== Aim ==
Identify every row below that contains the string "badge", and copy each of those lines in full. Letter case must match.

********************

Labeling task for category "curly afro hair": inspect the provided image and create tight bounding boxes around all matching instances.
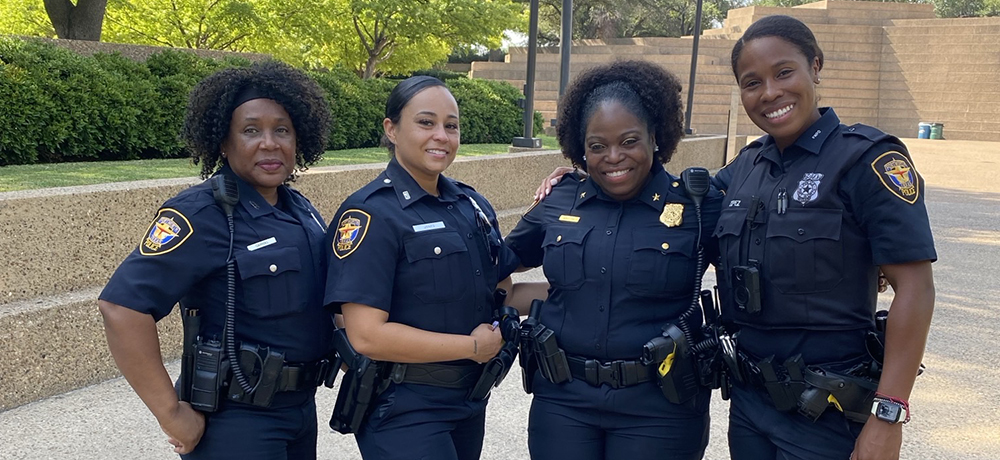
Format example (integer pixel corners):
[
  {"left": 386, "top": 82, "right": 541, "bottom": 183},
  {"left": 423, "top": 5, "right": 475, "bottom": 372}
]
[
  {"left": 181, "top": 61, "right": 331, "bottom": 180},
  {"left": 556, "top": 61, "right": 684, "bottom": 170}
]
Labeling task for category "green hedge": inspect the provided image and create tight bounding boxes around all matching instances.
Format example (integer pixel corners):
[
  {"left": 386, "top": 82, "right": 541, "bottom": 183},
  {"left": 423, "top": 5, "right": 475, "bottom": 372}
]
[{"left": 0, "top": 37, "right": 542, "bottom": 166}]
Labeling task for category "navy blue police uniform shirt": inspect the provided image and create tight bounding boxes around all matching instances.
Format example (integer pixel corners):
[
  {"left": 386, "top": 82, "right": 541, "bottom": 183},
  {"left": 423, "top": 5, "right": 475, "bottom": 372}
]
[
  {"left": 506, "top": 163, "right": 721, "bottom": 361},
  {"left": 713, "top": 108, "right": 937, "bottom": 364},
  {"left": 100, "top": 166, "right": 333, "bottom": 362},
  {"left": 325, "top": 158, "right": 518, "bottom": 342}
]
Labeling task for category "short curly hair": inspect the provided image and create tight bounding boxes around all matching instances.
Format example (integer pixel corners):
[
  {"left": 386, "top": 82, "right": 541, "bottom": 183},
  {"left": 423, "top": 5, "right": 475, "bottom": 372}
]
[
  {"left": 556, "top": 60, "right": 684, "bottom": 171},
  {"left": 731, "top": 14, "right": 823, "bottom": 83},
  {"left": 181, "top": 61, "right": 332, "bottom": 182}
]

********************

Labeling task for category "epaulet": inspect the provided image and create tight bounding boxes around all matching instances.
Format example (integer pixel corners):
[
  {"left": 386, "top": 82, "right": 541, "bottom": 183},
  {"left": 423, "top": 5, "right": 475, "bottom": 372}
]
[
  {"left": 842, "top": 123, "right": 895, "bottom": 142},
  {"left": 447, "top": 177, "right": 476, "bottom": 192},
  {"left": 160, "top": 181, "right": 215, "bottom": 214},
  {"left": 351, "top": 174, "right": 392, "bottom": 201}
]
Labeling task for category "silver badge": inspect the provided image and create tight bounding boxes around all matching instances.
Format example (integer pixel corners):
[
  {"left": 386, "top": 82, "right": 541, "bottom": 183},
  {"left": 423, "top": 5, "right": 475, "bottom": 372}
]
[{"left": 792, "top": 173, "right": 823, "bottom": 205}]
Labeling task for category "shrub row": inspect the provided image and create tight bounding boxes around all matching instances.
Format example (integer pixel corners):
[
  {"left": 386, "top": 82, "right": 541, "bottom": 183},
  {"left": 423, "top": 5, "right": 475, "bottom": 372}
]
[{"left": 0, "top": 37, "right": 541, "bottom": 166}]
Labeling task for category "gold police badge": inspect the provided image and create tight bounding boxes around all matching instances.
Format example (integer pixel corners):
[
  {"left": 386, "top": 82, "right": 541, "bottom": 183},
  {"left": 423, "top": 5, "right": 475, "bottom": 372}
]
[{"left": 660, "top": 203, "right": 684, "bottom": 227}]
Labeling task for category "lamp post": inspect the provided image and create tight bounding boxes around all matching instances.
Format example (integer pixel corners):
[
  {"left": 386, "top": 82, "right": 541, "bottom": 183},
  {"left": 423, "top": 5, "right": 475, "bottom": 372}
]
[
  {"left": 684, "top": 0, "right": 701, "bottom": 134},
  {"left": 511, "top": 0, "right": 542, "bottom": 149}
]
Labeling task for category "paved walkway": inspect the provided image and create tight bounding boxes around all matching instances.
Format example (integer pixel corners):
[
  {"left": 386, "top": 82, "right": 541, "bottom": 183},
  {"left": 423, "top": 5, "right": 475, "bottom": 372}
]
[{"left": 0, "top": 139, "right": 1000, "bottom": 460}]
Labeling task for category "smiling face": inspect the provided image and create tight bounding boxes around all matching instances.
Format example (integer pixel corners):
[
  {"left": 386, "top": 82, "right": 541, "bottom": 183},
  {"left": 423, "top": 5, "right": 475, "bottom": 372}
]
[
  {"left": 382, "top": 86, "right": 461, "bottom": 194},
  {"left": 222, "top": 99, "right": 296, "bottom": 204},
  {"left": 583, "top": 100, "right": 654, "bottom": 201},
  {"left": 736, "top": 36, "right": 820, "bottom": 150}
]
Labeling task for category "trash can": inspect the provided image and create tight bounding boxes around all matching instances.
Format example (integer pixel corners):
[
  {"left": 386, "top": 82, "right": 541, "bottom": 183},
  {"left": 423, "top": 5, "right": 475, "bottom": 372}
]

********************

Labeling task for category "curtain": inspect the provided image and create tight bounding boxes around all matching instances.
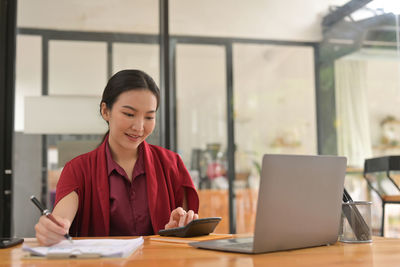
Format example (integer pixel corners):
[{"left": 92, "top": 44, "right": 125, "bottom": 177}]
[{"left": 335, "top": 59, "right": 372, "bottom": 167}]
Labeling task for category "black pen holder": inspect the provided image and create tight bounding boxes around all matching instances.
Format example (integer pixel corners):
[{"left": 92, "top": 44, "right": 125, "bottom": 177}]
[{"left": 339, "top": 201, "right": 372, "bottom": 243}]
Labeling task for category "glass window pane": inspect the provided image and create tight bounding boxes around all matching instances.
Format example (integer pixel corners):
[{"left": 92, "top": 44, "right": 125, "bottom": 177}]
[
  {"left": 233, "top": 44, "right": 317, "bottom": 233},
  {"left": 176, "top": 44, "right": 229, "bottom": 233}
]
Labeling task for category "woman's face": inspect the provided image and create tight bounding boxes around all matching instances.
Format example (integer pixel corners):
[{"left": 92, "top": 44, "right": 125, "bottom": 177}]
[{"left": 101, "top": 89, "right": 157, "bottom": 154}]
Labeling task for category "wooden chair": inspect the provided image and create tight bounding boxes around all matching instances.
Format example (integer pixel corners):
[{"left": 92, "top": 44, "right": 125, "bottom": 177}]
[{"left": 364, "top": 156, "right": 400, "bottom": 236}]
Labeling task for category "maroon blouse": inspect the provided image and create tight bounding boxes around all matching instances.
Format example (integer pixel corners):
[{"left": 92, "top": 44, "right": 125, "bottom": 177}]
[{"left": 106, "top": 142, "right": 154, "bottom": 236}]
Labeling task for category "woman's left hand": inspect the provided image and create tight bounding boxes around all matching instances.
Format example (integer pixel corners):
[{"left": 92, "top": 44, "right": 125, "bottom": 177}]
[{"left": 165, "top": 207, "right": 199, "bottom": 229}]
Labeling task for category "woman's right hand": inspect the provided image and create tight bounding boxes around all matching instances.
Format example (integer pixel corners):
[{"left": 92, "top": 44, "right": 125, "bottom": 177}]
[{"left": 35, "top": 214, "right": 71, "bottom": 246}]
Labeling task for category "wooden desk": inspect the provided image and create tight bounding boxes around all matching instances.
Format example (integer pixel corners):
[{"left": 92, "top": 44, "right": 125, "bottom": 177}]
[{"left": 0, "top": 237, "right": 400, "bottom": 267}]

********************

== Exercise output ==
Labeling task for category "silver badge": inspect the provided image and create tight bounding boxes around all matching instances.
Labeling task for category "gold police badge": inspect the provided image and create tight bounding boxes around all matching instances.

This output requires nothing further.